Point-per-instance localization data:
'''

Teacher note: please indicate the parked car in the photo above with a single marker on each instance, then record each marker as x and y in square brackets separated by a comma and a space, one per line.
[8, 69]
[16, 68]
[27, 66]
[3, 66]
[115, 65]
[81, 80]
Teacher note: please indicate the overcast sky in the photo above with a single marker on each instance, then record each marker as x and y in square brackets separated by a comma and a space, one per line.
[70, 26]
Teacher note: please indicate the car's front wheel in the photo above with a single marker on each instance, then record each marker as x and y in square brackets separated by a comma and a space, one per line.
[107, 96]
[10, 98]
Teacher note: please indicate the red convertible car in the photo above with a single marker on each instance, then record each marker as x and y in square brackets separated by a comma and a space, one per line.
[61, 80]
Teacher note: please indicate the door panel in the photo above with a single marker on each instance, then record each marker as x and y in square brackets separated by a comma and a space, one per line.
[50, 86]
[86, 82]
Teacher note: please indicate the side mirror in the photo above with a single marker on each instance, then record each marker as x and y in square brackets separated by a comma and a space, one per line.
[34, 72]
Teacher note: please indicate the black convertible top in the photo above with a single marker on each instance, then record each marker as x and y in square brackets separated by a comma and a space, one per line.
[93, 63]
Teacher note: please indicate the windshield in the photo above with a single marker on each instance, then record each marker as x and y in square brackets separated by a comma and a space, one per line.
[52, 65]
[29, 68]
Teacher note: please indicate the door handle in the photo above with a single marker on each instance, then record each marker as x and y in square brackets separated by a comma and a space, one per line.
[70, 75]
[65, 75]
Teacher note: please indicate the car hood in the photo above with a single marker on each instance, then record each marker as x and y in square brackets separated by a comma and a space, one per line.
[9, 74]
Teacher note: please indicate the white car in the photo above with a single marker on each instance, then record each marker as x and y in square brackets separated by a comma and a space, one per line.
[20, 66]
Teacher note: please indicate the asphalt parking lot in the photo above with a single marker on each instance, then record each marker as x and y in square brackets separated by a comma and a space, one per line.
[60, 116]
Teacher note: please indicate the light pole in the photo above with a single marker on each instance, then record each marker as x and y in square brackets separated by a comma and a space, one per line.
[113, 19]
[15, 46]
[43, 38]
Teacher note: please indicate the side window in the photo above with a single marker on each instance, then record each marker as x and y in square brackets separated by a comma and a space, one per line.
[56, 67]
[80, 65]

'''

What is being asked:
Copy the records above, keeping every word the same.

Output of the task:
Teacher note: please indicate the parked car in the photo above with a single marker on each instance, then record each marker as x and y in square brackets separated by a comma and a space, one per line.
[8, 69]
[16, 68]
[27, 66]
[3, 66]
[115, 65]
[81, 80]
Teacher note: please indicate the overcast sky in the photo above with a single marker on each instance, then record each marker as x and y in square brackets separated by a comma and a space, one per line.
[70, 26]
Teacher note: please indicate the car's front wheel in the photo above with a single marker on each instance, then record each marker as x and y in square brackets separated by a comma and a space, one per line.
[107, 96]
[10, 98]
Teacher note: please indicate the red convertible car in the photo above with a single marker on each instance, then record each marker as x and y in square brackets separated by a comma and a space, one per line.
[61, 80]
Teacher note: please indicate the door panel in the photo above with a single marker on each instance, then record each marker as x and y in square brackets separated by a comma and a space, one per line.
[50, 86]
[86, 82]
Teacher note: please indicate the side mirror in the photo above with a single marker on each instance, then record each marker as x and y in square brackets separated by a comma and a space, one per line.
[34, 72]
Teacher note: please indicate the black convertible top in the photo above with a single marker on each instance, then record each marker as x and y in square brackets separated by a comma and a space, one per line.
[93, 63]
Teacher note: please indicate the windshield in the photo above with a single marker on each instance, then record each marker as x and y in square brackets separated by a comma and a space, one per line.
[52, 65]
[29, 68]
Teacher note: please indicate the door handle in the photo above with a single marker on each instance, then record each marker as x and y in square brackets separated by a comma and a space, one per line.
[70, 75]
[65, 75]
Teacher note: please indicate the car hood in the photo above with a single marker on each instance, then record each marker as x and y in square brackets separated by a comma and a space, one per line.
[9, 74]
Teacher note: please indicate the white car in the photo above with a single marker on each instance, then record each marker as x and y in square brackets separated by a comma and a space, one per line.
[20, 66]
Teacher note: please indicate the asphalt parking lot in the photo above with a single marker on each instance, then record each marker as x and y in square brackets separated by a comma and a space, one per line.
[60, 116]
Teacher note: please indicate the light pole in the photo above with a single marker on each instance, then record each marker as x and y in square brackets separated by a comma and a space, one per line.
[113, 19]
[15, 46]
[43, 38]
Teacher note: please indicate the side window in the photo above with a single marker on each instance, then record each marker as x and y in square brackets separated by a comma and a space, one per line.
[56, 67]
[80, 65]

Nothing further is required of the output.